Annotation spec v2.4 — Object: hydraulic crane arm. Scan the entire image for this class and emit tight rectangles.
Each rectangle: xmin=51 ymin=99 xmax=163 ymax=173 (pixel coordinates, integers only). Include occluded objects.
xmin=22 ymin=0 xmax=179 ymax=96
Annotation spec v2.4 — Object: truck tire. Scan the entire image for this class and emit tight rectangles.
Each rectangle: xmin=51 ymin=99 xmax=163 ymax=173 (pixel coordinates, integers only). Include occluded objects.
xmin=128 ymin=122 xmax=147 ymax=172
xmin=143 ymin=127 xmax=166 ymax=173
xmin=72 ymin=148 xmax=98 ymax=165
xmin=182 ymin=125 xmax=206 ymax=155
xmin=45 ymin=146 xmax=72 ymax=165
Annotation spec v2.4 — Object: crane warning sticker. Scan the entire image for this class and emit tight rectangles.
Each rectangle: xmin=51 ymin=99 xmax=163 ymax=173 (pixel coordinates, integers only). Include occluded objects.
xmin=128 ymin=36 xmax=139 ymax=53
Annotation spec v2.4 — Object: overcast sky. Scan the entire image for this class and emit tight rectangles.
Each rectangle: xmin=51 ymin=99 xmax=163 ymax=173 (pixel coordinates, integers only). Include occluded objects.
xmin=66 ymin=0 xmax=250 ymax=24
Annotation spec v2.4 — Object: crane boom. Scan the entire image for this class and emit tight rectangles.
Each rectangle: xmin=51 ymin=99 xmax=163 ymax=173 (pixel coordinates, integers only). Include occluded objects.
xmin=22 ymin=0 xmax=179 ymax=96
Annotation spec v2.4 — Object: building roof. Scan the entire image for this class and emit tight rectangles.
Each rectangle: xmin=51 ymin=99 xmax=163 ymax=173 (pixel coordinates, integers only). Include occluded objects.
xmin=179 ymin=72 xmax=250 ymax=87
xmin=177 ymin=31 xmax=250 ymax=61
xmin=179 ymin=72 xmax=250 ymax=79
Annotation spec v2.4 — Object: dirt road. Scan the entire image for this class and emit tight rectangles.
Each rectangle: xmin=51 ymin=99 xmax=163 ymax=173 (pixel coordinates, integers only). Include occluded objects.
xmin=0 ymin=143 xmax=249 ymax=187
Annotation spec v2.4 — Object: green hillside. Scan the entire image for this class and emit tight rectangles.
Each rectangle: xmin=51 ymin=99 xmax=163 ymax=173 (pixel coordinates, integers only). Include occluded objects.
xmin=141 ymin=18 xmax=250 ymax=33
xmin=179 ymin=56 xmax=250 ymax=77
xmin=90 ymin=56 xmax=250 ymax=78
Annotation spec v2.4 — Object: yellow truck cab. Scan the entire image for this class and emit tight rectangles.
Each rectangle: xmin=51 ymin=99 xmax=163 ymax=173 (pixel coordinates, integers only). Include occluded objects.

────

◆ Task item
Output exactly the lines from the one holding "Annotation spec v2.4 — Object: crane warning" to the end of the material above, with both ends included.

◆ Solution for this exercise
Annotation spec v2.4 — Object: crane warning sticker. Scan the entire image for this class and emit tight rectangles.
Each rectangle: xmin=51 ymin=99 xmax=163 ymax=173 (pixel coordinates, integers only). Include occluded objects.
xmin=128 ymin=36 xmax=139 ymax=53
Annotation spec v2.4 — Object: overcast sky. Scan the entire image for this class and emit tight rectangles.
Each rectangle: xmin=51 ymin=99 xmax=163 ymax=173 (pixel coordinates, integers only). Include occluded objects.
xmin=66 ymin=0 xmax=250 ymax=24
Annotation spec v2.4 — Object: crane boom. Scan the entire image for this class and emit tight rectangles.
Each rectangle: xmin=51 ymin=99 xmax=163 ymax=173 (pixel coordinates, integers only). Include occluded objects.
xmin=22 ymin=0 xmax=179 ymax=96
Annotation spec v2.4 — Object: building roof. Scan the entire image for this class and emit tight rectangles.
Each rectangle: xmin=51 ymin=99 xmax=163 ymax=173 (pixel coordinates, integers only). Include occluded objects.
xmin=179 ymin=72 xmax=250 ymax=87
xmin=177 ymin=31 xmax=250 ymax=61
xmin=179 ymin=72 xmax=250 ymax=79
Annotation spec v2.4 — Object: dirt road. Scan the entire image for this class and emit tight rectangles.
Each rectangle: xmin=51 ymin=99 xmax=163 ymax=173 (pixel coordinates, integers only). Include occluded objects.
xmin=0 ymin=143 xmax=249 ymax=187
Annotation spec v2.4 — Object: green hillside. Scan the entire image for this class and emit tight rectangles.
Each rectangle: xmin=51 ymin=99 xmax=163 ymax=173 (pixel coordinates, integers only). Include occluded objects.
xmin=141 ymin=18 xmax=250 ymax=33
xmin=179 ymin=56 xmax=250 ymax=77
xmin=90 ymin=56 xmax=250 ymax=78
Annotation spec v2.4 — Object: yellow truck cab. Scan the entire image for this class and emit tight rectangles.
Each rectangle: xmin=51 ymin=99 xmax=163 ymax=173 (pixel coordinates, integers only). Include occluded objects.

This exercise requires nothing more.